* TASK GOAL
Please update the entries below by writing them out again with "multiple hits" changed to "several matches" everywhere, leaving everything else the same.
BEGIN
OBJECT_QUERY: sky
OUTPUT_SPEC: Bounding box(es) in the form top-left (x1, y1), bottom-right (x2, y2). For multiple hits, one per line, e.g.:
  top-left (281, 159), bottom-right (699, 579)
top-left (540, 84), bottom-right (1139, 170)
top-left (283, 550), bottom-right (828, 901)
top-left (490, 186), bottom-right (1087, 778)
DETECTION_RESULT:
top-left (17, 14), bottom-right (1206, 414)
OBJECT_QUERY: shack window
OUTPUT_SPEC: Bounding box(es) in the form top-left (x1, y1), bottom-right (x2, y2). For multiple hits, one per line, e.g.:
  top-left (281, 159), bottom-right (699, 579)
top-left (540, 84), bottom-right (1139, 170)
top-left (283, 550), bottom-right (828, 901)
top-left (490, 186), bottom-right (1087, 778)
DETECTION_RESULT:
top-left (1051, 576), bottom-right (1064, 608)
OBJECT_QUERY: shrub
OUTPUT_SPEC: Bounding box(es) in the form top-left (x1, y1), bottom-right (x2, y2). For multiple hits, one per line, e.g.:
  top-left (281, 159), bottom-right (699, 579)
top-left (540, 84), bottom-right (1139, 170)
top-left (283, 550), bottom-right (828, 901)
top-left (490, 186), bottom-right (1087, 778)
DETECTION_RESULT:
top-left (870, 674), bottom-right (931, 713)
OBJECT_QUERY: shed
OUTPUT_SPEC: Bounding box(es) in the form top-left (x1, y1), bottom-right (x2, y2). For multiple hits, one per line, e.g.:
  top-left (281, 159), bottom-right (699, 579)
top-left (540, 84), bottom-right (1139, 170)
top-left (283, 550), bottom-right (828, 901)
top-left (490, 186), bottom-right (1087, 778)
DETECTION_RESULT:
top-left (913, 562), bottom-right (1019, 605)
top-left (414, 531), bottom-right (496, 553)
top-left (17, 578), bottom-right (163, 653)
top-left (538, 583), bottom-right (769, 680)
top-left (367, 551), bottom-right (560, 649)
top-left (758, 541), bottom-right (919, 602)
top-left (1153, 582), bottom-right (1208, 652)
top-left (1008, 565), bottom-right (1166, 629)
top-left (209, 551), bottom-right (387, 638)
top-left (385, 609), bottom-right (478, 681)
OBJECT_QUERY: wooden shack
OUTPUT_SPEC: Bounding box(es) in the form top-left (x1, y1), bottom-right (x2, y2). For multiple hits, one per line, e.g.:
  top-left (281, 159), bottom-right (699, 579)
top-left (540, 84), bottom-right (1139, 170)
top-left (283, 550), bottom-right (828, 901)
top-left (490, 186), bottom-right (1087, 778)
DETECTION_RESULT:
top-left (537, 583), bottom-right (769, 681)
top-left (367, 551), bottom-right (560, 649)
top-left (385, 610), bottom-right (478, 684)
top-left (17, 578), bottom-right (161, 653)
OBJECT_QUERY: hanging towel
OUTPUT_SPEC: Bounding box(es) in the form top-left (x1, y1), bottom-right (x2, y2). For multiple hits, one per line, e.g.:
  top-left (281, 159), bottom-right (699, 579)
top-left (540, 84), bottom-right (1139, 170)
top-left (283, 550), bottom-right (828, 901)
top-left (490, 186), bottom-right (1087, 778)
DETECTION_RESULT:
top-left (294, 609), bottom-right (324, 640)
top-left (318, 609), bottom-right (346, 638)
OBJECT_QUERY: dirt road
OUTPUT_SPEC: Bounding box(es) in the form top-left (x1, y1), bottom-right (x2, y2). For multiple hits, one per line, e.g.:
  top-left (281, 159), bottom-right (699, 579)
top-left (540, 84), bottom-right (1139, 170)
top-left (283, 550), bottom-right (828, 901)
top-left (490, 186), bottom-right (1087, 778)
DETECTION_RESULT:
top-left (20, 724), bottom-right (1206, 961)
END
* REPLY
OBJECT_QUERY: sky
OUTPUT_SPEC: Bounding box(es) in the form top-left (x1, y1), bottom-right (x2, y2). For several matches, one per line, e.g.:
  top-left (281, 159), bottom-right (699, 579)
top-left (540, 84), bottom-right (1139, 170)
top-left (283, 550), bottom-right (828, 901)
top-left (490, 186), bottom-right (1087, 778)
DETECTION_RESULT:
top-left (17, 14), bottom-right (1206, 414)
OBJECT_QUERY: shack window
OUTPUT_SPEC: Bounding box(es) in the form top-left (x1, y1), bottom-right (x2, y2). For several matches, one per line, e.g.:
  top-left (281, 159), bottom-right (699, 579)
top-left (540, 84), bottom-right (1139, 170)
top-left (283, 550), bottom-right (828, 901)
top-left (490, 186), bottom-right (1087, 778)
DETECTION_RESULT:
top-left (1051, 576), bottom-right (1064, 608)
OBJECT_QUERY: shrub
OUTPUT_SPEC: Bounding box(es) in the form top-left (x1, y1), bottom-right (x2, y2). For several matches, one per line, e.g.:
  top-left (281, 159), bottom-right (699, 579)
top-left (540, 84), bottom-right (1139, 170)
top-left (283, 550), bottom-right (828, 901)
top-left (490, 186), bottom-right (1087, 778)
DETECTION_RESULT:
top-left (870, 674), bottom-right (931, 713)
OBJECT_QUERY: shed
OUTPUT_SPEC: Bounding box(es) in the form top-left (x1, y1), bottom-right (x2, y2). For several matches, one per line, e.g.:
  top-left (281, 159), bottom-right (699, 579)
top-left (540, 84), bottom-right (1139, 170)
top-left (283, 550), bottom-right (828, 901)
top-left (490, 186), bottom-right (1087, 778)
DETECTION_RESULT:
top-left (913, 562), bottom-right (1019, 605)
top-left (414, 531), bottom-right (496, 553)
top-left (17, 578), bottom-right (163, 653)
top-left (538, 583), bottom-right (769, 680)
top-left (367, 551), bottom-right (560, 649)
top-left (758, 541), bottom-right (919, 602)
top-left (1153, 582), bottom-right (1208, 652)
top-left (1008, 565), bottom-right (1166, 629)
top-left (209, 551), bottom-right (387, 638)
top-left (385, 609), bottom-right (478, 681)
OBJECT_QUERY: wooden shack
OUTPUT_SPEC: Bounding box(es) in the form top-left (x1, y1), bottom-right (x2, y2). For several matches, one per line, e.g.:
  top-left (281, 159), bottom-right (699, 579)
top-left (540, 84), bottom-right (1139, 170)
top-left (283, 550), bottom-right (828, 901)
top-left (490, 186), bottom-right (1087, 778)
DETECTION_RESULT:
top-left (537, 583), bottom-right (769, 681)
top-left (367, 551), bottom-right (560, 649)
top-left (385, 610), bottom-right (478, 684)
top-left (17, 578), bottom-right (161, 653)
OBJECT_QUERY: hanging towel
OUTPUT_SPEC: Bounding box(es) in the form top-left (x1, y1), bottom-right (x2, y2). For several matches, one per line, e.g.:
  top-left (281, 159), bottom-right (699, 579)
top-left (540, 84), bottom-right (1139, 170)
top-left (283, 550), bottom-right (828, 901)
top-left (490, 186), bottom-right (1087, 778)
DETECTION_RESULT:
top-left (294, 609), bottom-right (324, 640)
top-left (318, 609), bottom-right (346, 638)
OBJECT_QUERY: dirt road
OUTPUT_SPEC: Bounding box(es) in the form top-left (x1, y1), bottom-right (x2, y2). For several matches, one per line, e.g.:
  top-left (281, 159), bottom-right (699, 579)
top-left (540, 84), bottom-right (1139, 170)
top-left (283, 550), bottom-right (828, 901)
top-left (490, 186), bottom-right (1087, 778)
DETECTION_RESULT:
top-left (20, 724), bottom-right (1206, 961)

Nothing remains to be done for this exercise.